▶ Page text
The statement is often made that the U.S. media system offers the best of all possible worlds in terms of serving audiences. However, over the past half century, as the bottom line operating mode of the predominantly commercial system has intensified and public interest components have been dismantled, many government representatives, citizens' groups, academics, and concerned individuals have become involved in the movement to reform the system. A belief that broadcasters who use the public airwaves should be required to serve the public interest is at the root of the media reform movement.

Over the past century, the media reform movement has expanded and contracted periodically, often alongside the growth of new broadcasting media or in times of social crisis. Citizens fought very hard in the 1920s and 30s to regulate radio in the public interest; the same happened later with television. The current explosion of the media reform movement was partly triggered by the growth of antiwar activist networks who understood the power of the media to shape the public's perceptions in times of war; it has also been catalyzed by widespread outrage against the recent Federal Communications Commission decision to allow an even greater degree of media cross-ownership and consolidation.

▶ Stated exercise
Decide whether each statement below agrees with the passage on media reform above, answering yes or no and quoting the deciding words of the passage. 1. The media reform movement has grown steadily, without interruption, over the past century. 2. In the 1920s and 30s, citizens pushed for radio to be regulated in the public interest. 3. The recent Federal Communications Commission decision reduced media cross-ownership.

Dataset excerpt:

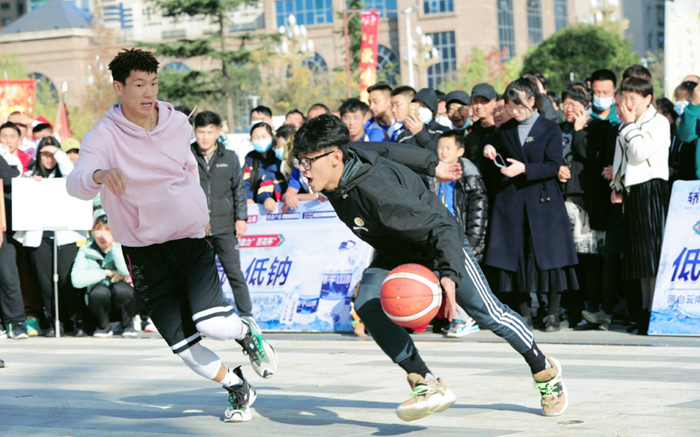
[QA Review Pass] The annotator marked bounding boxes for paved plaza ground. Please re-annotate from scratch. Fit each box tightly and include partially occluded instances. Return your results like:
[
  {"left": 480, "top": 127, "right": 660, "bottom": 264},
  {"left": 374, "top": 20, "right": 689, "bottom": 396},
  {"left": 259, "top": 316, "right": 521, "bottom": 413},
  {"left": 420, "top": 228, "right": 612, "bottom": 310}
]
[{"left": 0, "top": 330, "right": 700, "bottom": 437}]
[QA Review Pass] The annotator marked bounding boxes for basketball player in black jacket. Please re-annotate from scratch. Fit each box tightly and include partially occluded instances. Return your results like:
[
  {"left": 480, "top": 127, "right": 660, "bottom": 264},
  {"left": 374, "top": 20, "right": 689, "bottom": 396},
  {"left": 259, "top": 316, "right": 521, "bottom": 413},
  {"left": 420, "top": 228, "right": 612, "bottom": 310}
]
[{"left": 293, "top": 115, "right": 567, "bottom": 421}]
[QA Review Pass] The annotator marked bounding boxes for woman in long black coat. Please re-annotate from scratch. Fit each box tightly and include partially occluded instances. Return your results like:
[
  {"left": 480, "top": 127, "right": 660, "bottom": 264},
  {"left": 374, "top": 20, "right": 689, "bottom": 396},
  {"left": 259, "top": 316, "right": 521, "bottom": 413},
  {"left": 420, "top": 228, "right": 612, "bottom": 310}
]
[{"left": 484, "top": 79, "right": 578, "bottom": 331}]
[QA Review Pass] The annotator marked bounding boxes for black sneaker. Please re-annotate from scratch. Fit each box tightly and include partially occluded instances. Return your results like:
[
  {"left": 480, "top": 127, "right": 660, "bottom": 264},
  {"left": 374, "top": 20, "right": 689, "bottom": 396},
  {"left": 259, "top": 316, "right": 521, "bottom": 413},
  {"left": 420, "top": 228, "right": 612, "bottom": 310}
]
[
  {"left": 224, "top": 366, "right": 257, "bottom": 422},
  {"left": 236, "top": 317, "right": 277, "bottom": 379},
  {"left": 10, "top": 322, "right": 29, "bottom": 340},
  {"left": 542, "top": 315, "right": 561, "bottom": 332}
]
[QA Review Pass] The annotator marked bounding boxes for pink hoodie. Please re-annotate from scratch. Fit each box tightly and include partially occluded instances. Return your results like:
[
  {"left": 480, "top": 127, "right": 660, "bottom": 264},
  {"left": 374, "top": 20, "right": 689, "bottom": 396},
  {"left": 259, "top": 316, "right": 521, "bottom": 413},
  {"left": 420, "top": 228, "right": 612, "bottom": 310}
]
[{"left": 67, "top": 101, "right": 209, "bottom": 247}]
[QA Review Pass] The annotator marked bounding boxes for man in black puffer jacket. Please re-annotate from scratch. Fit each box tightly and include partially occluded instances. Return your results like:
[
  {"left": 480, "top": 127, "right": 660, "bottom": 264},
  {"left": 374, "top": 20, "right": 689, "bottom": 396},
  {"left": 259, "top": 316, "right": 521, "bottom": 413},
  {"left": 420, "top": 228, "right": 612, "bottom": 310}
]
[
  {"left": 192, "top": 111, "right": 252, "bottom": 316},
  {"left": 292, "top": 115, "right": 568, "bottom": 421}
]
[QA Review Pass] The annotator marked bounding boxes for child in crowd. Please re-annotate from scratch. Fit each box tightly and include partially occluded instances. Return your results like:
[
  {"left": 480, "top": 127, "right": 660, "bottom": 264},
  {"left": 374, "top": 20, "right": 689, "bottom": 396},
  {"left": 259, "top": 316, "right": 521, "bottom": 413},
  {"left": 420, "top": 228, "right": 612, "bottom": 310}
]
[
  {"left": 243, "top": 121, "right": 287, "bottom": 212},
  {"left": 71, "top": 211, "right": 136, "bottom": 338},
  {"left": 428, "top": 130, "right": 488, "bottom": 338}
]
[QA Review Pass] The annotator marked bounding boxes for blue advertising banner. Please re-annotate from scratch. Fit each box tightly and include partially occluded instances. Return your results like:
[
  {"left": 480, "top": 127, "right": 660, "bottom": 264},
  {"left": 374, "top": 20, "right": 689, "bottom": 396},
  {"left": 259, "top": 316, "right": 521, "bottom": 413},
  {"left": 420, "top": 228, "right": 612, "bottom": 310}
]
[
  {"left": 652, "top": 181, "right": 700, "bottom": 335},
  {"left": 219, "top": 201, "right": 372, "bottom": 332}
]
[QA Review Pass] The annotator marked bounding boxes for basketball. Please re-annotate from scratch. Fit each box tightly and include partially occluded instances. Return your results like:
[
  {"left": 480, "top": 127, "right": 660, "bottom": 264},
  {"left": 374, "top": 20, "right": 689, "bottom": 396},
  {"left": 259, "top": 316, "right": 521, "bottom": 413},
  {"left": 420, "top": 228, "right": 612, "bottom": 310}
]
[{"left": 380, "top": 264, "right": 442, "bottom": 328}]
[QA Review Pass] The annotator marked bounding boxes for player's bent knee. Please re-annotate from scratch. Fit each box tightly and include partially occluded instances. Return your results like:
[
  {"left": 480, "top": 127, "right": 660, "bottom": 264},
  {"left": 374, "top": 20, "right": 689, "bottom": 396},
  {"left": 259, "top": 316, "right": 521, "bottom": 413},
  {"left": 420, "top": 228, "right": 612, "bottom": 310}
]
[
  {"left": 195, "top": 314, "right": 242, "bottom": 341},
  {"left": 177, "top": 343, "right": 221, "bottom": 379}
]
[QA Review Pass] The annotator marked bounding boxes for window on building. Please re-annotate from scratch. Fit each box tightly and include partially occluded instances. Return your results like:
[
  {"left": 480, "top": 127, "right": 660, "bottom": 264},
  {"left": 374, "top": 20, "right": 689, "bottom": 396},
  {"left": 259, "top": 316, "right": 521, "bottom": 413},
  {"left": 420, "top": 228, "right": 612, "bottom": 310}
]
[
  {"left": 275, "top": 0, "right": 333, "bottom": 26},
  {"left": 496, "top": 0, "right": 515, "bottom": 61},
  {"left": 527, "top": 0, "right": 542, "bottom": 44},
  {"left": 377, "top": 44, "right": 400, "bottom": 86},
  {"left": 554, "top": 0, "right": 569, "bottom": 30},
  {"left": 428, "top": 32, "right": 457, "bottom": 89},
  {"left": 364, "top": 0, "right": 398, "bottom": 18},
  {"left": 423, "top": 0, "right": 455, "bottom": 14}
]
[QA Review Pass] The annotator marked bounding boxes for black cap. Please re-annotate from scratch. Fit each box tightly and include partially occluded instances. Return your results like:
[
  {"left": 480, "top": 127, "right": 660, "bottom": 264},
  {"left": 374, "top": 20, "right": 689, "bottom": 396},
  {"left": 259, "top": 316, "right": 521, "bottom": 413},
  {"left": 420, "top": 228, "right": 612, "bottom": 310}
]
[
  {"left": 472, "top": 83, "right": 498, "bottom": 100},
  {"left": 445, "top": 90, "right": 472, "bottom": 106},
  {"left": 413, "top": 88, "right": 437, "bottom": 116}
]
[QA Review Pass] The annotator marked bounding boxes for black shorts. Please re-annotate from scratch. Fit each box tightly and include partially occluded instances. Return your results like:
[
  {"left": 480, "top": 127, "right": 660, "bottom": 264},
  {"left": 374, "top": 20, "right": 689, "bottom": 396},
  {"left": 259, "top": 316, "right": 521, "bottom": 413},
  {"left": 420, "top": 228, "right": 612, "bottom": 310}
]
[{"left": 122, "top": 238, "right": 234, "bottom": 354}]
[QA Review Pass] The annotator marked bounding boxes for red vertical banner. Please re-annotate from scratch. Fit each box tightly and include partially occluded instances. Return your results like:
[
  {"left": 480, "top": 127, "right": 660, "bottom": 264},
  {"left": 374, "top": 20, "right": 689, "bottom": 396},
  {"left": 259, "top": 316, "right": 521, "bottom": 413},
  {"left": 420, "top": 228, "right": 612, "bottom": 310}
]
[{"left": 360, "top": 12, "right": 379, "bottom": 103}]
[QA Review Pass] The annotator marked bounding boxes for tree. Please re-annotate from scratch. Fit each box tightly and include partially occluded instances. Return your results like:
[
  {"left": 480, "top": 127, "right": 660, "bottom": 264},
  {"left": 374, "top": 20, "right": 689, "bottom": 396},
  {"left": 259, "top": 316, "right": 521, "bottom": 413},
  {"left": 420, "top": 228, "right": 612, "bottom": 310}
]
[
  {"left": 143, "top": 0, "right": 277, "bottom": 126},
  {"left": 523, "top": 24, "right": 640, "bottom": 91}
]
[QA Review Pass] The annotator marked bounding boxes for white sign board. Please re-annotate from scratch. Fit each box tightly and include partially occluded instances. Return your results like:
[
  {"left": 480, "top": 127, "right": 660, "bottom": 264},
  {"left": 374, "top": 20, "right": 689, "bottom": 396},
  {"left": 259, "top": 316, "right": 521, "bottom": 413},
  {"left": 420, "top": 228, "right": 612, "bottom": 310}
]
[
  {"left": 12, "top": 178, "right": 92, "bottom": 231},
  {"left": 640, "top": 181, "right": 700, "bottom": 335},
  {"left": 660, "top": 1, "right": 700, "bottom": 99}
]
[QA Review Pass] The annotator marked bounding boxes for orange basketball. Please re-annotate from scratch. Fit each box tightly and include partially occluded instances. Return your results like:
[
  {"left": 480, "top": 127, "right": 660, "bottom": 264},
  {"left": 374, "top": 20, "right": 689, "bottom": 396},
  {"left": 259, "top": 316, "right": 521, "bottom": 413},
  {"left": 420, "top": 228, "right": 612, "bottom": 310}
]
[{"left": 380, "top": 264, "right": 442, "bottom": 328}]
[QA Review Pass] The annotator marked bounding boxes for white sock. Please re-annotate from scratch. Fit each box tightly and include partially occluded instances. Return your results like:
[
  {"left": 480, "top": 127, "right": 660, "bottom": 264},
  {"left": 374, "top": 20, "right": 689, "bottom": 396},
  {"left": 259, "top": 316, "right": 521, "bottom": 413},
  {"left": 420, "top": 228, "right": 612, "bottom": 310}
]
[{"left": 221, "top": 367, "right": 243, "bottom": 387}]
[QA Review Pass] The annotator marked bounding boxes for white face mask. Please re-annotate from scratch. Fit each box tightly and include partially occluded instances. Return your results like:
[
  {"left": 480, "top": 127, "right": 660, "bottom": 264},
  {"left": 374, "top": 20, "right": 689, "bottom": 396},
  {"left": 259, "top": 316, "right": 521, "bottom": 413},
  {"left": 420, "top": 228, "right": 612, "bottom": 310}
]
[
  {"left": 435, "top": 115, "right": 452, "bottom": 129},
  {"left": 673, "top": 100, "right": 690, "bottom": 117},
  {"left": 418, "top": 106, "right": 433, "bottom": 124}
]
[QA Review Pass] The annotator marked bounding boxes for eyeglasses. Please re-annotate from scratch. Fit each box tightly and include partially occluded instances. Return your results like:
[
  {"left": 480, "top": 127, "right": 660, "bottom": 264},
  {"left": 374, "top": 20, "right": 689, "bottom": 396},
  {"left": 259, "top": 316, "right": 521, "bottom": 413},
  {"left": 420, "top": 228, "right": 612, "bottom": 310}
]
[{"left": 292, "top": 149, "right": 338, "bottom": 171}]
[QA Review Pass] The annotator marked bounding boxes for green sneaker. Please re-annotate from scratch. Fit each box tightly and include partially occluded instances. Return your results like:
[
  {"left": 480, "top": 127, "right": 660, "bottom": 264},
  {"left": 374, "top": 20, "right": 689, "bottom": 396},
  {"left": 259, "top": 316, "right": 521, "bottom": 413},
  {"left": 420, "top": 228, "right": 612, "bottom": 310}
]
[
  {"left": 236, "top": 317, "right": 277, "bottom": 379},
  {"left": 27, "top": 316, "right": 41, "bottom": 337},
  {"left": 396, "top": 373, "right": 457, "bottom": 422},
  {"left": 532, "top": 356, "right": 569, "bottom": 416},
  {"left": 224, "top": 366, "right": 257, "bottom": 422}
]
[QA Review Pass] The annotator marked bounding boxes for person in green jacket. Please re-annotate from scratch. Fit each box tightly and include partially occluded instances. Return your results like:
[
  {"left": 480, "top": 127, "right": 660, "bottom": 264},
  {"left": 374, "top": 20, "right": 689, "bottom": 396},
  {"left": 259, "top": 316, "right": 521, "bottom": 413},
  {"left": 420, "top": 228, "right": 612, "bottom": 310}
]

▶ The answer
1. No: "the media reform movement has expanded and contracted periodically"
2. Yes: "Citizens fought very hard in the 1920s and 30s to regulate radio in the public interest"
3. No: "to allow an even greater degree of media cross-ownership and consolidation"